* **PROBLEM TO SOLVE**:
For each line below, return an exact copy.

* **SUPPLIED MATERIAL**:
-- Opening Marker --
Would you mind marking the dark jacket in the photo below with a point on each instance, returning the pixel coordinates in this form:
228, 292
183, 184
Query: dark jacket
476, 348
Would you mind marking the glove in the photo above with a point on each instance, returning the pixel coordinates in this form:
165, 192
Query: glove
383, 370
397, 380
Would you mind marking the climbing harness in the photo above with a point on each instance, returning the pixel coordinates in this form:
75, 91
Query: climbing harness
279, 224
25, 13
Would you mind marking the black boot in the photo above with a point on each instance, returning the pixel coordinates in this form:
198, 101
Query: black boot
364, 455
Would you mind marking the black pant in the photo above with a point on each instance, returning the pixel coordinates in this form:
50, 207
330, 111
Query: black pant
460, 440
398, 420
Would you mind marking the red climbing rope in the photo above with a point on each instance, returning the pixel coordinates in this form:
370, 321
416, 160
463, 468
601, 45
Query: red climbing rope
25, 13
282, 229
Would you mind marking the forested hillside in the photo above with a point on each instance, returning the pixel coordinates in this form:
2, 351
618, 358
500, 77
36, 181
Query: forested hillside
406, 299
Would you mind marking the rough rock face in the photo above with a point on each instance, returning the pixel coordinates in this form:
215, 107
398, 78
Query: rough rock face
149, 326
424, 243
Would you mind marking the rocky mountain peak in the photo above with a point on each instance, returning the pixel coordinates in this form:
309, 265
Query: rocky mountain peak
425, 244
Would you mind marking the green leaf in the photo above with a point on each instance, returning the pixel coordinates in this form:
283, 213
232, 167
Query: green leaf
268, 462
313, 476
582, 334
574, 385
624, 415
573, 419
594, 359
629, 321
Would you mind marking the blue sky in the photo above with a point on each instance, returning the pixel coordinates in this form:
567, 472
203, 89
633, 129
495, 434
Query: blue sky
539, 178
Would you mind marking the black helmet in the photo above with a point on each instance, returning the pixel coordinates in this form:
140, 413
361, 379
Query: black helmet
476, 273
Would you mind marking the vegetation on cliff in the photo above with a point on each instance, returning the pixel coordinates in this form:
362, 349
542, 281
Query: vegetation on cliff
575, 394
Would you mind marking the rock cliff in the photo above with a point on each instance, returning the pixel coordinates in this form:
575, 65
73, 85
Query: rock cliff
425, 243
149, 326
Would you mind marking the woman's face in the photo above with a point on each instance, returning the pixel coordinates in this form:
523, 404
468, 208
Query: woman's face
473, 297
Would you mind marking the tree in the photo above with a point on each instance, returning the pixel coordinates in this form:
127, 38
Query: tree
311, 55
-- Closing Marker --
* **EXPECTED ANSWER**:
Would you mind marking the dark jacket in the photo below with a point on each instance, returning the pixel coordinates in this form:
228, 292
183, 184
Query: dark jacket
476, 348
Would you mind marking the glove in the photo above with a point on each instance, returning the pixel coordinates in this form:
165, 192
Query: glove
383, 370
397, 380
Would you mind marking the climbing harness in the photo above with a point on each instance, returning the pixel coordinates in this form:
75, 91
Query: climbing harness
279, 224
25, 13
Would you mind marking the black boot in the photo above with a point on each instance, returning the pixel coordinates in this form:
198, 101
Query: black boot
364, 455
Would you mind marking the black pant in the photo above with a point on each instance, returning the pixel coordinates in this form:
50, 207
330, 111
Query: black pant
460, 440
398, 420
Would you mind marking the red climbing rope in the photo above with a point on each instance, returning the pixel coordinates in this form:
370, 321
416, 160
463, 468
601, 45
Query: red climbing rope
25, 13
282, 229
Would you mind marking the forested hillside in the photo above with a point on each instance, returning the pixel coordinates in this form:
2, 351
618, 358
500, 77
36, 181
Query: forested hillside
406, 299
Would you mind marking the rough rock face in the photo above with a point on each instance, returning the pixel coordinates in this form:
215, 107
398, 78
Query: rough rock face
149, 326
424, 243
Would you mind marking the rocky mountain peak in the photo above with a point on each instance, returning the pixel coordinates in this form:
309, 265
Query: rocky mountain peak
425, 244
Would you mind marking the green leaf in the photo above with a point on each instance, returning the pixel coordinates in this form:
283, 213
232, 167
Query: green leaf
268, 462
313, 476
582, 334
574, 385
624, 415
573, 419
594, 359
629, 321
Would you mind marking the blue sky in the photo above with a point on each instance, returning the pixel coordinates in this form:
567, 472
203, 89
633, 129
495, 434
Query: blue sky
539, 178
Would you mind marking the black helmet in the photo above with a point on each instance, returning the pixel coordinates in this form:
140, 413
361, 379
Query: black helmet
476, 273
Would you mind marking the vegetation on cliff in the photo above with a point on each instance, returning the pixel coordinates in this form:
362, 349
542, 281
Query: vegetation on cliff
575, 394
Would you mind marking the rock cliff in the photo above with a point on each instance, returning the pixel coordinates in this form:
575, 65
73, 85
Query: rock cliff
425, 243
149, 326
Would you mind marking the woman's face in the photo above with a point on each instance, returning the pixel coordinates in this form:
523, 404
468, 208
Query: woman's face
473, 297
Would you mind marking the tree in the photo above with a point on each instance, returning the pixel coordinates in this form:
127, 38
Query: tree
311, 55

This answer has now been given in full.